Give the listing again in full, exactly as written.

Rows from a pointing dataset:
## begin

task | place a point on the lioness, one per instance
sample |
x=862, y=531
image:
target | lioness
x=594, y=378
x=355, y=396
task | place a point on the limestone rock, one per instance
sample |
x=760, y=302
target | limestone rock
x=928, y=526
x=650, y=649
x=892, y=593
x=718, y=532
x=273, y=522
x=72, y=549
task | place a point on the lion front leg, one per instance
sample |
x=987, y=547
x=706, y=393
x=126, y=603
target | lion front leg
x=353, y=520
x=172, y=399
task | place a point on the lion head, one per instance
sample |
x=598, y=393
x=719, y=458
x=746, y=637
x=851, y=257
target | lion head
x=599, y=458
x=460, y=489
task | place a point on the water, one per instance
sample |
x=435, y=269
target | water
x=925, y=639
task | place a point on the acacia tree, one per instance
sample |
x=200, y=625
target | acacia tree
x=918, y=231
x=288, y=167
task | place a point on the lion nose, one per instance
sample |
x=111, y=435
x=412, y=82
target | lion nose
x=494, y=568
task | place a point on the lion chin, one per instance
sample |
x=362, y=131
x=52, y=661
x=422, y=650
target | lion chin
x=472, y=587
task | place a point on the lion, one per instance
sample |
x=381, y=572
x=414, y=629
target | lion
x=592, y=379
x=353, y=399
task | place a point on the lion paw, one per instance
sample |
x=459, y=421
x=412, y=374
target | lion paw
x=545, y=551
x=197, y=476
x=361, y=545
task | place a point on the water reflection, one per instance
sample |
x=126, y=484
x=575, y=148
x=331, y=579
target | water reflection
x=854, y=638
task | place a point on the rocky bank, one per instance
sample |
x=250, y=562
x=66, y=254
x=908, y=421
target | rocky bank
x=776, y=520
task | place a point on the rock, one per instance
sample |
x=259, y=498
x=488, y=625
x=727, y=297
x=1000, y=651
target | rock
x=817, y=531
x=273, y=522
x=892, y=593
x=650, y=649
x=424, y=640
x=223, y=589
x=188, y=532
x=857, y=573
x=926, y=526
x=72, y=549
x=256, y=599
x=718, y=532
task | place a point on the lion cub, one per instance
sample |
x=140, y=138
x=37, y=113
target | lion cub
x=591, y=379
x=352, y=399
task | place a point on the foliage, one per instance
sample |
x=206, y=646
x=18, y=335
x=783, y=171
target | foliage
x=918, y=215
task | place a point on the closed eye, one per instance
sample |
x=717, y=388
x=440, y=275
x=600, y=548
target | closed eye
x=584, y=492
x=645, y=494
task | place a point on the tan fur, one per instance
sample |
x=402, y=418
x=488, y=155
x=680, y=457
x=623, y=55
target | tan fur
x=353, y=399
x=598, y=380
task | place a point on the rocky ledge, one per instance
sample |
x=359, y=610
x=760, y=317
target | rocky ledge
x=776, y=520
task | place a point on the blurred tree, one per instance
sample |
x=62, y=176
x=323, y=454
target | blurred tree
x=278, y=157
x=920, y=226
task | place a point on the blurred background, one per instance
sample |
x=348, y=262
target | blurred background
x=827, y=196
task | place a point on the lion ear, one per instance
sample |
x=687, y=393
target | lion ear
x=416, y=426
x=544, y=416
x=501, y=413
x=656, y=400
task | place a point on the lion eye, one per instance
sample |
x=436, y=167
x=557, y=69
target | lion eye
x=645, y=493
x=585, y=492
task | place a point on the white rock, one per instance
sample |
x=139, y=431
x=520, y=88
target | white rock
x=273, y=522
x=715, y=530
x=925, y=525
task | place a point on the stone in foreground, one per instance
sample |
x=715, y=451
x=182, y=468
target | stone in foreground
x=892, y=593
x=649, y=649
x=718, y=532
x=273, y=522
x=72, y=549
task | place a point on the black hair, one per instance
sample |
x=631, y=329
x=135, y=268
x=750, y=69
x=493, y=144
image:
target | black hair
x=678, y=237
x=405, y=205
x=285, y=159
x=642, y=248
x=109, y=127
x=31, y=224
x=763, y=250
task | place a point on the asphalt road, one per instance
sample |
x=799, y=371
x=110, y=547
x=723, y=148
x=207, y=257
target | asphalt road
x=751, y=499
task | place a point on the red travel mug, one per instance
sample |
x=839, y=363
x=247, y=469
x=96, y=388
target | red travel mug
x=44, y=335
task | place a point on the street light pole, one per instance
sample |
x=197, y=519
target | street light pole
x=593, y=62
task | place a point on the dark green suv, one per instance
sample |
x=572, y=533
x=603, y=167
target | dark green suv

## end

Finished answer -
task | place a point on the lioness, one per instance
sample |
x=862, y=531
image:
target | lioness
x=594, y=378
x=355, y=396
task | place a point on the limestone rock, one per instance
sample |
x=760, y=302
target | limestone rock
x=928, y=526
x=650, y=649
x=892, y=593
x=718, y=532
x=273, y=522
x=72, y=549
task | place a point on the lion front leg, one per instance
sample |
x=987, y=547
x=706, y=393
x=126, y=603
target | lion front leg
x=353, y=520
x=172, y=399
task | place a point on the lion head, one per instance
sample |
x=598, y=393
x=719, y=458
x=746, y=637
x=851, y=257
target | lion head
x=599, y=458
x=460, y=489
task | place a point on the water, one per instance
sample |
x=435, y=269
target | water
x=925, y=639
task | place a point on the acacia tree, one per instance
sample |
x=200, y=625
target | acacia tree
x=918, y=231
x=288, y=167
task | place a point on the lion nose, one per instance
sample |
x=111, y=435
x=412, y=82
target | lion nose
x=494, y=568
task | place a point on the lion chin, one per instance
sample |
x=362, y=131
x=52, y=661
x=422, y=650
target | lion chin
x=472, y=587
task | place a point on the lion, one per instance
sample |
x=381, y=572
x=414, y=629
target | lion
x=592, y=379
x=353, y=399
task | place a point on the lion paw, one per instance
sample |
x=459, y=421
x=412, y=374
target | lion paw
x=545, y=551
x=197, y=476
x=361, y=545
task | place a point on the water reflection, one per instance
sample |
x=126, y=484
x=575, y=148
x=331, y=579
target | water reflection
x=854, y=638
task | place a point on the rocky bank, one per instance
sample |
x=250, y=562
x=66, y=254
x=908, y=421
target | rocky bank
x=776, y=520
task | place a point on the rock, one per instance
sample |
x=259, y=498
x=488, y=625
x=727, y=297
x=1000, y=651
target | rock
x=817, y=531
x=273, y=522
x=892, y=593
x=650, y=649
x=424, y=640
x=223, y=589
x=188, y=532
x=857, y=573
x=926, y=526
x=72, y=549
x=256, y=599
x=718, y=532
task | place a point on the lion cub, one per instance
sample |
x=140, y=138
x=37, y=113
target | lion cub
x=591, y=379
x=352, y=399
task | place a point on the foliage, one per instance
sample |
x=206, y=646
x=18, y=335
x=783, y=171
target | foliage
x=918, y=215
task | place a point on the closed eye, one per instance
sample |
x=717, y=388
x=440, y=275
x=600, y=548
target | closed eye
x=584, y=492
x=645, y=494
task | place a point on the tan fur, one per instance
sample |
x=402, y=418
x=488, y=155
x=680, y=457
x=623, y=55
target | tan fur
x=353, y=399
x=598, y=380
task | place a point on the rocky ledge, one per instance
sample |
x=359, y=610
x=760, y=317
target | rocky ledge
x=776, y=520
task | place a point on the blurred tree, one per instance
sample |
x=62, y=176
x=323, y=454
target | blurred tree
x=278, y=157
x=920, y=226
task | place a point on the blurred background, one per instance
sample |
x=348, y=262
target | blurred background
x=827, y=196
task | place a point on the lion ear, one per instance
sample |
x=687, y=393
target | lion ear
x=416, y=426
x=544, y=416
x=501, y=413
x=656, y=400
task | place a point on the lion eye, one per instance
sample |
x=436, y=167
x=557, y=69
target | lion eye
x=645, y=493
x=585, y=492
task | place a point on the white rock, one per instance
sample |
x=139, y=431
x=520, y=88
target | white rock
x=273, y=522
x=715, y=530
x=925, y=525
task | place a point on the stone in foreground, one per instance
sample |
x=715, y=451
x=182, y=468
target | stone in foreground
x=892, y=593
x=649, y=649
x=718, y=532
x=273, y=522
x=72, y=549
task | place a point on the black hair, one per instance
sample |
x=631, y=329
x=135, y=268
x=750, y=69
x=493, y=144
image:
target | black hair
x=678, y=237
x=405, y=205
x=285, y=159
x=642, y=248
x=109, y=127
x=31, y=224
x=763, y=250
task | place a point on the asphalt road, one per instance
sample |
x=799, y=371
x=110, y=547
x=723, y=148
x=207, y=257
target | asphalt road
x=751, y=499
task | place a point on the red travel mug, one per instance
sample |
x=839, y=363
x=247, y=469
x=96, y=388
target | red travel mug
x=44, y=335
task | place a point on the street light pole, one per instance
sample |
x=197, y=519
target | street light pole
x=593, y=62
task | place a point on the dark green suv, one per instance
sample |
x=572, y=533
x=603, y=167
target | dark green suv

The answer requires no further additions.